__Description of the task__.
Word for word, print each line of the listing below; pictures stay out.
──────────────────────────────
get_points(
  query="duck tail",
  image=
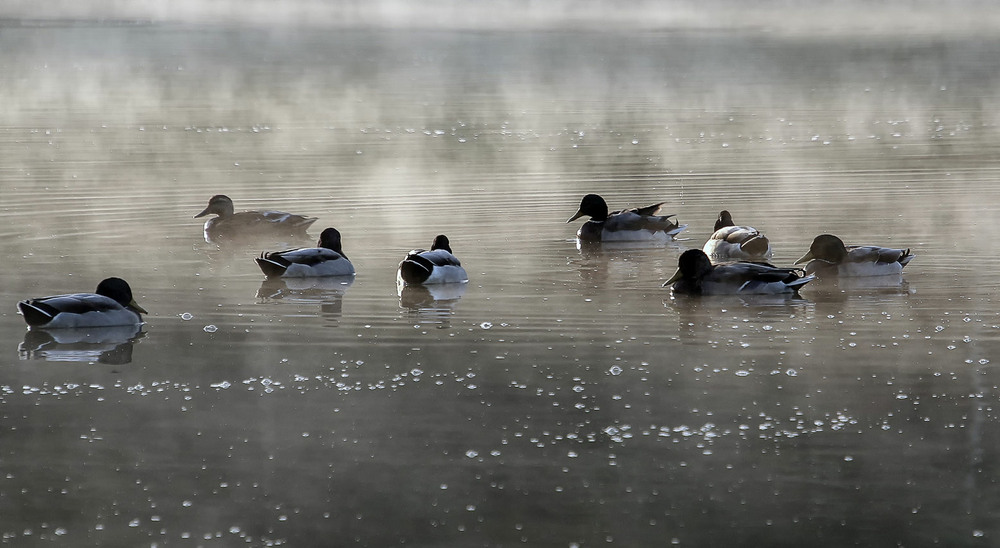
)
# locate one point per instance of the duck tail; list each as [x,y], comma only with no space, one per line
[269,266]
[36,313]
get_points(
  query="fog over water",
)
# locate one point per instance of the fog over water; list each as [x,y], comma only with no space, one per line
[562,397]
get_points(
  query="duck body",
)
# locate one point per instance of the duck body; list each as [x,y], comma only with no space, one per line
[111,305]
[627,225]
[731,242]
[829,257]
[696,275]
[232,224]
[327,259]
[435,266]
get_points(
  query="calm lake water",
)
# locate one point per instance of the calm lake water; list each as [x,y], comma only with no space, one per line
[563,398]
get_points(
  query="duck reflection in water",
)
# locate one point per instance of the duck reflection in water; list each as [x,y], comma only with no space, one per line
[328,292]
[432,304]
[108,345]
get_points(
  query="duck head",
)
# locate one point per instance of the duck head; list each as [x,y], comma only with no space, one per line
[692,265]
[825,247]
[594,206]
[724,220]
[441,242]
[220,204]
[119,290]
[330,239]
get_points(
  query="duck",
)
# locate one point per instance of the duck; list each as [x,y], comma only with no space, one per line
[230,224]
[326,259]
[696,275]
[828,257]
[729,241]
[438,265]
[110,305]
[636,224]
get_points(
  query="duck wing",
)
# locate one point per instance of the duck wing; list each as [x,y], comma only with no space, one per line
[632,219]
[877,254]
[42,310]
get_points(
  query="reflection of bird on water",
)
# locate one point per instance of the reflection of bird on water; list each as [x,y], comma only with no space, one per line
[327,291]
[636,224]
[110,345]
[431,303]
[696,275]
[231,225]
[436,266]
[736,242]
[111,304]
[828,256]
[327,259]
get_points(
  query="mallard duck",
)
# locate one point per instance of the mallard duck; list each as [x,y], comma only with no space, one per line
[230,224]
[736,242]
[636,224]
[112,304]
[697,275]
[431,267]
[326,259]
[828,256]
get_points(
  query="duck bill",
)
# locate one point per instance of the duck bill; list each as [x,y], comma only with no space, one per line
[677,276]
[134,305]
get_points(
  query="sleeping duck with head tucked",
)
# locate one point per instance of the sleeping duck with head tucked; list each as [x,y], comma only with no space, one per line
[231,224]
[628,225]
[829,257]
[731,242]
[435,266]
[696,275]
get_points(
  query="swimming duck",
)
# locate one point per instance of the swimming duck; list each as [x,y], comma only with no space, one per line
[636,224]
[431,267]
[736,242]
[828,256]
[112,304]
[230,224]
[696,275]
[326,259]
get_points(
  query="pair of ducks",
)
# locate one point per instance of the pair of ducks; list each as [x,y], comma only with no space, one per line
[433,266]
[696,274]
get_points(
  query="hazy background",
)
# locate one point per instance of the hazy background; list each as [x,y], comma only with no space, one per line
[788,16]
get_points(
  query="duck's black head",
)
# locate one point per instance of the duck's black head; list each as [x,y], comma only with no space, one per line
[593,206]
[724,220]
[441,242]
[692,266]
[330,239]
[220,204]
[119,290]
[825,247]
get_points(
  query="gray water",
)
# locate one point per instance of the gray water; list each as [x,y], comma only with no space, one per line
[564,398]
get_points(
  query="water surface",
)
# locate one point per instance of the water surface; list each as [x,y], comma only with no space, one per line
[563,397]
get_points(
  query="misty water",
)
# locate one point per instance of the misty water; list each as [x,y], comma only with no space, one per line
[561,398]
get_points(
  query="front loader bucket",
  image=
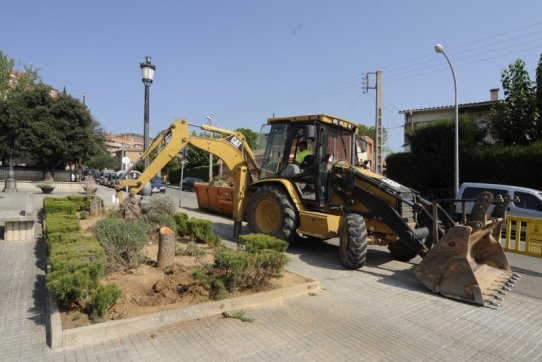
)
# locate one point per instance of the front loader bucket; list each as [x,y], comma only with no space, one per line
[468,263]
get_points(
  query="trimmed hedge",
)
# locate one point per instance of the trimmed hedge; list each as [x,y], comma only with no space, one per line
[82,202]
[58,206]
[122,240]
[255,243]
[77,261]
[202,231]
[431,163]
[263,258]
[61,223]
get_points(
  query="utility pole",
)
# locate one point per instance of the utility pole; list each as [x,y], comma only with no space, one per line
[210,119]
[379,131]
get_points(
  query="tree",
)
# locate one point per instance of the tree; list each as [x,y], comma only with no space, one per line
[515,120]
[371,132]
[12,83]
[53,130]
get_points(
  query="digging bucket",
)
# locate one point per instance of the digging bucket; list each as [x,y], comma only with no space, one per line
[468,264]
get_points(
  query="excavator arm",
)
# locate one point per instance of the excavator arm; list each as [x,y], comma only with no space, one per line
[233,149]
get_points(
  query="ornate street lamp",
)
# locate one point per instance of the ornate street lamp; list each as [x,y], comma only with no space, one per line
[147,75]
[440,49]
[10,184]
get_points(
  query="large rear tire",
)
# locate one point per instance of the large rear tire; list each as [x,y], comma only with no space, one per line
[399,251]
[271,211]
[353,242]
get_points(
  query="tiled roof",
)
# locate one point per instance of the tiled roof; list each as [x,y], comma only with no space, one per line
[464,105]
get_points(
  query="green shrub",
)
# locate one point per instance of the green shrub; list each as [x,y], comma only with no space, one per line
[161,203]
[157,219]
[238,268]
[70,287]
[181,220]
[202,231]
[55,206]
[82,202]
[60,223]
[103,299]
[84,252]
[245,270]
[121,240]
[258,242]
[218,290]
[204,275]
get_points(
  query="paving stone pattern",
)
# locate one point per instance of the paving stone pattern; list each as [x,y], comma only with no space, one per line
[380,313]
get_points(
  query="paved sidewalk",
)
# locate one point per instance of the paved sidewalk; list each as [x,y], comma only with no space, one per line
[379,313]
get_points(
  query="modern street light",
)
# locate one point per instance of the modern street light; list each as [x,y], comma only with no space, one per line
──────────────────────────────
__Complete response__.
get_points(
  query="duck tail",
  image=
)
# locate one point per instance of the duck tail; list each as [x,y], comma only with no space, one per line
[269,266]
[36,313]
get_points(
  query="fog over water",
)
# locate one point per instance of the fog over water; list each as [x,y], comma only with no space, one per line
[562,397]
get_points(
  query="duck body",
)
# locate one point per instance of the duck body; list each as [x,y], comma only with no space, one per line
[111,305]
[627,225]
[731,242]
[829,257]
[696,275]
[232,224]
[327,259]
[435,266]
get_points(
  query="calm lake water",
)
# locate one point per instance of the calm lake water; list each as [x,y], comma only with no space, one per line
[563,398]
get_points(
  query="duck reflection in water",
)
# locate one point per instance of the duck reflection in water; list each as [x,y], comma only with no space, one per line
[328,292]
[432,304]
[108,345]
get_points(
  query="duck head",
)
# locate one point per instance of the duck head; list each as [x,y], comma only with no space, one per line
[692,265]
[825,247]
[594,206]
[724,220]
[441,242]
[220,204]
[119,290]
[330,239]
get_points(
  query="duck",
)
# locate one point per instance of the duck; list each as [x,y], comma only with no space, one per line
[230,224]
[326,259]
[696,275]
[828,257]
[729,241]
[438,265]
[110,305]
[636,224]
get_points(
  query="duck wing",
)
# locate one point per instance of the duck wing; list each as [x,y], comma only with no space, one per line
[632,219]
[877,254]
[42,310]
get_points(
  query="reflection of bird on water",
)
# locate one point per instance of the reflection of bird on water; list each as [x,y], comma only with no space, one per line
[327,291]
[636,224]
[110,345]
[431,303]
[696,275]
[231,225]
[436,266]
[736,242]
[111,304]
[828,256]
[327,259]
get_points(
  query="mallard duck",
)
# locate one point per instance of the mallard duck; list each as [x,y], comma only with no space, one per line
[230,224]
[736,242]
[636,224]
[112,304]
[697,275]
[431,267]
[326,259]
[828,256]
get_points(
  query="duck bill",
)
# locate one point per instance of the duck bill; list each as [x,y], comma only with no space, one per line
[677,276]
[134,305]
get_points(
  query="sleeping duck with head tucked",
)
# locate one point per instance of the sleeping duck with head tucked; list each as [x,y], comma only with no space, one per line
[231,224]
[628,225]
[829,257]
[731,242]
[435,266]
[696,275]
get_points(
  query="swimming duck",
)
# locate one point per instance of the swimming duck; list each as [x,y], comma only with no space, one per line
[636,224]
[431,267]
[736,242]
[828,256]
[112,304]
[230,224]
[696,275]
[326,259]
get_points(
  query="pair of ducks",
)
# locate one point per instance of the pair of ducks; list each as [x,y], comma only with no space, one per line
[433,266]
[696,274]
get_points(
  query="hazy background",
)
# locate one point per instance of the hazy background; list each as [x,y], comma only with no space, one per line
[788,16]
get_points(
  query="duck's black head",
)
# locate one point per instance of the duck's black head; list each as [x,y], comma only with no space, one per line
[593,206]
[724,220]
[441,242]
[692,266]
[330,239]
[220,204]
[119,290]
[825,247]
get_points(
  query="gray water",
)
# locate one point per instance of the gray water; list each as [x,y], comma only with no space, one per line
[564,398]
get_points(
  query="water surface",
)
# locate one point per instance of the water surface; list each as [x,y], comma only with no space, one per line
[563,397]
get_points(
  query="misty water",
)
# locate one point per instance of the misty water; list each as [x,y], comma only with no space, one per line
[561,398]
get_points(
  query="front loader bucket",
  image=
)
# locate one point per instance of the front loader bucket; list each as [x,y], comma only with no space, one per line
[468,263]
get_points(
  query="trimmed hedge",
)
# locate one point per instance of the trimmed hedge; list each as [x,y], comma only with no space, one per line
[82,202]
[58,206]
[122,240]
[255,243]
[77,261]
[202,231]
[431,163]
[263,258]
[61,223]
get_points(
  query="utility pole",
)
# locate one point per instance of the utility pole; list each as [x,y], comma only with no space, one per line
[210,119]
[379,131]
get_points(
  query="tree",
)
# locate one point per instance of the tree; list each as [x,y], comma only with no space, one per line
[515,120]
[371,132]
[12,83]
[53,130]
get_points(
  query="digging bucket",
)
# locate one point per instance of the digging bucket; list each as [x,y], comma only with no space, one per line
[468,264]
get_points(
  query="excavator arm",
)
# locate one point per instance of the excavator arm; list each as [x,y], comma only with no space, one per line
[233,149]
get_points(
  query="ornate street lamp",
)
# locate one point per instance of the ornate street lamp; list each as [x,y], comma only with no space, one per line
[147,75]
[440,49]
[10,184]
get_points(
  query="large rear tire",
)
# locate one point per instance of the large rear tire; list each as [x,y], comma only with no space, one per line
[399,251]
[271,211]
[353,242]
get_points(
  query="tiled roof",
)
# locate one point per instance of the tiled roof; list each as [x,y], comma only with no space, one per line
[464,105]
get_points(
  query="green shrub",
)
# locate one point per instance of the green shrub; list each as [x,y], comma only with no space, one per line
[161,203]
[157,219]
[238,268]
[70,287]
[181,220]
[202,231]
[55,206]
[82,202]
[60,223]
[103,299]
[84,252]
[245,270]
[121,240]
[258,242]
[218,290]
[204,275]
get_points(
  query="paving stone pattern",
)
# locate one point per instance of the paving stone pattern; list each as [x,y], comma only with no space, one per line
[380,313]
get_points(
  query="paved sidewalk",
)
# locate one point per instance of the paved sidewalk; list each as [x,y], comma only with no space, one per line
[379,313]
get_points(
  query="modern street light",
)
# locate one point per instance of the modern street light; list each as [x,y], comma only with no space, one per line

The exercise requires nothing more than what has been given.